■ WRITTEN REQUEST: Repeat the data below word for word, omitting the pictures.

(Records excerpted from a collection)
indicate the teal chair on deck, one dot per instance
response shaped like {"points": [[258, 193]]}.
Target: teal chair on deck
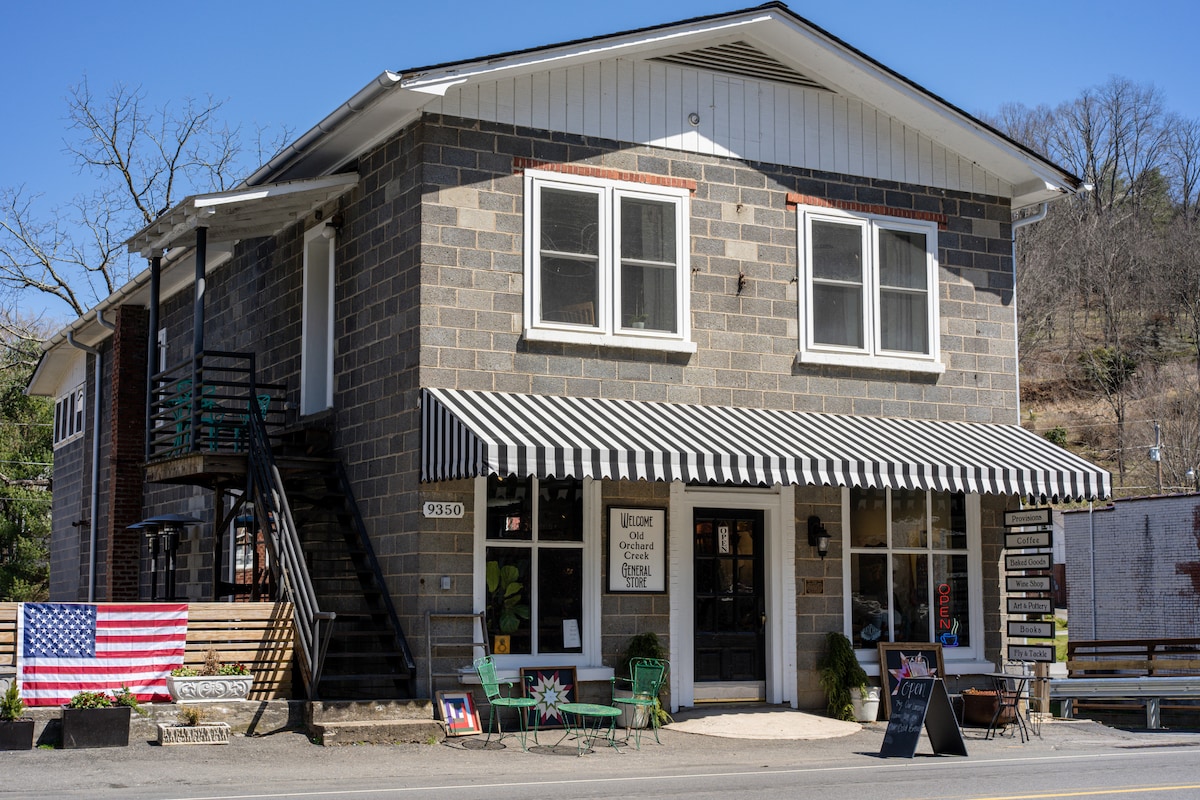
{"points": [[498, 701], [645, 684]]}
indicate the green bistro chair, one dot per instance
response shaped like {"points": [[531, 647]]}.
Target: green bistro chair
{"points": [[648, 675], [498, 699]]}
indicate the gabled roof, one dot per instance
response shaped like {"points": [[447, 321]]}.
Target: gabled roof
{"points": [[767, 42]]}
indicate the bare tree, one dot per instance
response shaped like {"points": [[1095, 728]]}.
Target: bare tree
{"points": [[142, 160]]}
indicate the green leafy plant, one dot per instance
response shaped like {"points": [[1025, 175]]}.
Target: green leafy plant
{"points": [[213, 666], [839, 673], [12, 708], [125, 697], [192, 715], [504, 588], [90, 701]]}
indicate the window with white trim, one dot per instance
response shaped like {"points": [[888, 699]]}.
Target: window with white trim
{"points": [[537, 570], [869, 290], [606, 262], [912, 565], [69, 415]]}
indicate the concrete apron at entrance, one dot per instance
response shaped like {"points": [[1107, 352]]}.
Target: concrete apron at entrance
{"points": [[759, 722]]}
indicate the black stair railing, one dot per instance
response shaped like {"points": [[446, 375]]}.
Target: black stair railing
{"points": [[364, 542], [265, 487]]}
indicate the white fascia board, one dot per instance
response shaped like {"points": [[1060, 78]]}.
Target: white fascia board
{"points": [[847, 72], [439, 80], [274, 190]]}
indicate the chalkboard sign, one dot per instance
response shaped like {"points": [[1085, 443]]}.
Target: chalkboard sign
{"points": [[922, 703], [900, 660]]}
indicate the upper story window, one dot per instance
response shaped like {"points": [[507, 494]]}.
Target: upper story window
{"points": [[606, 263], [869, 290], [69, 415]]}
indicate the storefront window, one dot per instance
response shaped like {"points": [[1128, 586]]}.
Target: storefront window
{"points": [[909, 567], [533, 565]]}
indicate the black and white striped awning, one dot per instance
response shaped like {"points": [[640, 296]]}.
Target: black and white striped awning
{"points": [[472, 433]]}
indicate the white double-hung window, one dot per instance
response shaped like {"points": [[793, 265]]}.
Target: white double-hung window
{"points": [[869, 290], [606, 262]]}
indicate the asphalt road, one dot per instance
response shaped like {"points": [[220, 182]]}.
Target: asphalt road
{"points": [[1071, 759]]}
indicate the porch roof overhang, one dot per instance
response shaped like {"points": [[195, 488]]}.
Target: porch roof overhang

■ WORKED SOLUTION:
indicate the teal chair on deck, one dot per instance
response shaped like {"points": [[258, 193]]}.
Target: teal chair on deck
{"points": [[498, 701], [645, 684]]}
indicate the green bistro chair, one dot per instance
response shaped like {"points": [[531, 647]]}.
Target: green bistro chair
{"points": [[648, 675], [498, 699]]}
indicate the gabled roof, one dot per instance
response shaped like {"points": [[447, 321]]}.
Target: gabled roof
{"points": [[767, 42]]}
indicate the bare tree, one dot per instance
response shaped like {"points": [[1095, 728]]}.
Target: bare tree
{"points": [[142, 160]]}
indicate the green leafy plant, one dot per instance
response shaped like {"points": [[1025, 175]]}.
Target: green leafy plant
{"points": [[213, 666], [839, 673], [12, 708], [125, 697], [192, 715], [504, 588], [90, 701]]}
indicate the window with white trim, one dot per instance
response shaped like {"points": [[888, 699]]}.
Target: window with white trim
{"points": [[537, 570], [869, 290], [606, 262], [912, 565], [69, 415]]}
indicate the concrete apron at entrance, one dot per instance
response shaped like {"points": [[1107, 352]]}.
Target: concrete apron at entrance
{"points": [[759, 722]]}
indicate the black stair railing, one dot per instance
response shaped like {"points": [[446, 375]]}.
Target: black stair railing
{"points": [[364, 542], [265, 487]]}
indicate the white fascia board, one dot per instance
response shaped like {"points": [[1060, 78]]}.
Target: white fascia board
{"points": [[847, 72], [439, 80], [274, 190]]}
indicate the chalkboard sign, one dot per instance
response shaped like {"points": [[1085, 443]]}.
Target: chalkboard sign
{"points": [[922, 703], [900, 660]]}
indicate the upper story window, one dot per instance
response shaped like {"points": [[507, 494]]}.
Target: upper story window
{"points": [[606, 263], [869, 290], [69, 415]]}
indicate the storefront window, one dot per instance
response shaped like {"points": [[1128, 586]]}.
Target: storefront window
{"points": [[909, 567], [533, 565]]}
indicate the black and white striped awning, one dot per instance
response shaped like {"points": [[640, 296]]}.
Target: black and white striped awning
{"points": [[472, 433]]}
indicate the white double-hung window, one dot per instance
response shaped like {"points": [[793, 265]]}.
Target: white double-hung window
{"points": [[869, 290], [606, 262]]}
indicate the asphalt road, one dot per instance
response shaped like {"points": [[220, 182]]}.
Target: asphalt road
{"points": [[1071, 759]]}
indicate the porch roof overhang, one dot per instance
response shaped like {"points": [[195, 488]]}.
Target: porch roof overhang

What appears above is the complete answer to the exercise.